- **Raw data**
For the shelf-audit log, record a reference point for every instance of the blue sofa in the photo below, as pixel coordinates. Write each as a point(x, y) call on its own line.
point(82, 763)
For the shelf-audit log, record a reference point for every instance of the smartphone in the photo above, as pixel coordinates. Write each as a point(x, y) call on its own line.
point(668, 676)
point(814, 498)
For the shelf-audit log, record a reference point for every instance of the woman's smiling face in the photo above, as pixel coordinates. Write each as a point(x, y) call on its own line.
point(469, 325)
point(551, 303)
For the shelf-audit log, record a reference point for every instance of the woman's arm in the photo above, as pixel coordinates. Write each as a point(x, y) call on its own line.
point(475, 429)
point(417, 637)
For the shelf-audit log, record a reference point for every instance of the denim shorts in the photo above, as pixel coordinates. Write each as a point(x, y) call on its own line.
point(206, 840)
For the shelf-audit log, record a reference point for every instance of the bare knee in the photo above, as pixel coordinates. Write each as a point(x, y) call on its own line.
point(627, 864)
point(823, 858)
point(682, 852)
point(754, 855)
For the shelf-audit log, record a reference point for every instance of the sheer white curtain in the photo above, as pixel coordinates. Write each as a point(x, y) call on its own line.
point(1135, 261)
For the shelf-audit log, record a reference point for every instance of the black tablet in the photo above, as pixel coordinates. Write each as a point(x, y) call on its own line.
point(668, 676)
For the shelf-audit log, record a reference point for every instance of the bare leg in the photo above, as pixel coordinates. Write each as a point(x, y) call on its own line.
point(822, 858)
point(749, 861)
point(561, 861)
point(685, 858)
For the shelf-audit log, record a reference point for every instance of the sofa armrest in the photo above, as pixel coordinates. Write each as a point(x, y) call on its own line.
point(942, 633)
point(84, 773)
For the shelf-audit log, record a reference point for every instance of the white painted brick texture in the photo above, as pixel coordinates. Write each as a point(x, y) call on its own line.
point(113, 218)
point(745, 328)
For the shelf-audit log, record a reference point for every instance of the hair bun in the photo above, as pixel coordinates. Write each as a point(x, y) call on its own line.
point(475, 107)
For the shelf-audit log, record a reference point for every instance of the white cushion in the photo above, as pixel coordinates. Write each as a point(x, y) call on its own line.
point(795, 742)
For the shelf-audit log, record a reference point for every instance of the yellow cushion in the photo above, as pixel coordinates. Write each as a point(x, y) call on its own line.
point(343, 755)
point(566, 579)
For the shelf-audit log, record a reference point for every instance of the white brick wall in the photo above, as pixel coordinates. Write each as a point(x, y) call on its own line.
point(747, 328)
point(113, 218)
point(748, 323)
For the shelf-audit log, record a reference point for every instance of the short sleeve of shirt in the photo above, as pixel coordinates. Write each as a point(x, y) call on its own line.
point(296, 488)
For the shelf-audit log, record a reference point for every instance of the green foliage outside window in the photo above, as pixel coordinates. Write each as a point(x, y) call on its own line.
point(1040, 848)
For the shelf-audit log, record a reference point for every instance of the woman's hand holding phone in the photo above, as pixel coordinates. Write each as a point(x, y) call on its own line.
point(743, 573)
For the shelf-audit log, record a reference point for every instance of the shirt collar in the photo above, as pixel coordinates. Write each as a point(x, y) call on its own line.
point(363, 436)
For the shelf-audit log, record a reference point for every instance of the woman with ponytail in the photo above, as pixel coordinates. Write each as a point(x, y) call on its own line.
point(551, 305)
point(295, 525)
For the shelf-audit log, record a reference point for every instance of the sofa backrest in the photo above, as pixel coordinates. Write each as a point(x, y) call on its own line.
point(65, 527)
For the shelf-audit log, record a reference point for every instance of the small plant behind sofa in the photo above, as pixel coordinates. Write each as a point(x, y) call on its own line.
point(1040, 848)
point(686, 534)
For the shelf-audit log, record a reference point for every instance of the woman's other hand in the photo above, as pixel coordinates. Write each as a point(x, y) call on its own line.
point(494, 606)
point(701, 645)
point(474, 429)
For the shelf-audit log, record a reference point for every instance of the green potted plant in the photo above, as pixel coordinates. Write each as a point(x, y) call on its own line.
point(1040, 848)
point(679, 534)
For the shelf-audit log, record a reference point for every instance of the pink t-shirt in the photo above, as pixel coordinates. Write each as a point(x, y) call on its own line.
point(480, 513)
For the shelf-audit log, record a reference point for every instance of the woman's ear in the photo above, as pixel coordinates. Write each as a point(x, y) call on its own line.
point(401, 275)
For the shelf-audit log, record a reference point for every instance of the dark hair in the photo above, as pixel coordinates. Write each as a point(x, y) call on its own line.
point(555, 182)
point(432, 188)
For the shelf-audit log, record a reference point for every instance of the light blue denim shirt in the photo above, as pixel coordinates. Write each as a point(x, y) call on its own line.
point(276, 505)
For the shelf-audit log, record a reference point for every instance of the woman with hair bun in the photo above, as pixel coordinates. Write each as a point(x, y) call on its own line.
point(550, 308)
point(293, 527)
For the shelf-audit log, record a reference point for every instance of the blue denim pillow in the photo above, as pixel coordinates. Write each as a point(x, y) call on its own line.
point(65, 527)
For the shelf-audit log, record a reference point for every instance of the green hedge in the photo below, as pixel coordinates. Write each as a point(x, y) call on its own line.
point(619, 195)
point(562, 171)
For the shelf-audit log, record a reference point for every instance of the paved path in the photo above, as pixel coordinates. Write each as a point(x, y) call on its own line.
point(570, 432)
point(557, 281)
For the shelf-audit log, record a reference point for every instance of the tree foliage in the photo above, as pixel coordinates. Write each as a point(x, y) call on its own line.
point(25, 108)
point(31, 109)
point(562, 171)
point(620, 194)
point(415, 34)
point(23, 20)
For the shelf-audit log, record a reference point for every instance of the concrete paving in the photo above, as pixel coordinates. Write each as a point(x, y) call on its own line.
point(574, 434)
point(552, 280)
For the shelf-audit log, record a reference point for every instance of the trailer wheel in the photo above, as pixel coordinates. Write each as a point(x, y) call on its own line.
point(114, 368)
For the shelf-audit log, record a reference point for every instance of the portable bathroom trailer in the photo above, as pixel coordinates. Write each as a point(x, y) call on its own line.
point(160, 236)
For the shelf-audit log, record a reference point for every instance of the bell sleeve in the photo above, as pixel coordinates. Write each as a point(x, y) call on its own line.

- **Problem description**
The expected output is the lines from the one holding "of the portable" through the last line of the data, exactly as they appear, with nothing before or after.

- **Solution for this problem**
For the shelf-audit log, record a reference point for every instance of the portable bathroom trailer in the photo above, as pixel coordinates. Write each as a point(x, y) call on its own line.
point(160, 236)
For the shelf-audit log, record a reference point for every instance of the bell sleeve in the photo above, as pixel coordinates. Write each as a point(x, y) call on its own line.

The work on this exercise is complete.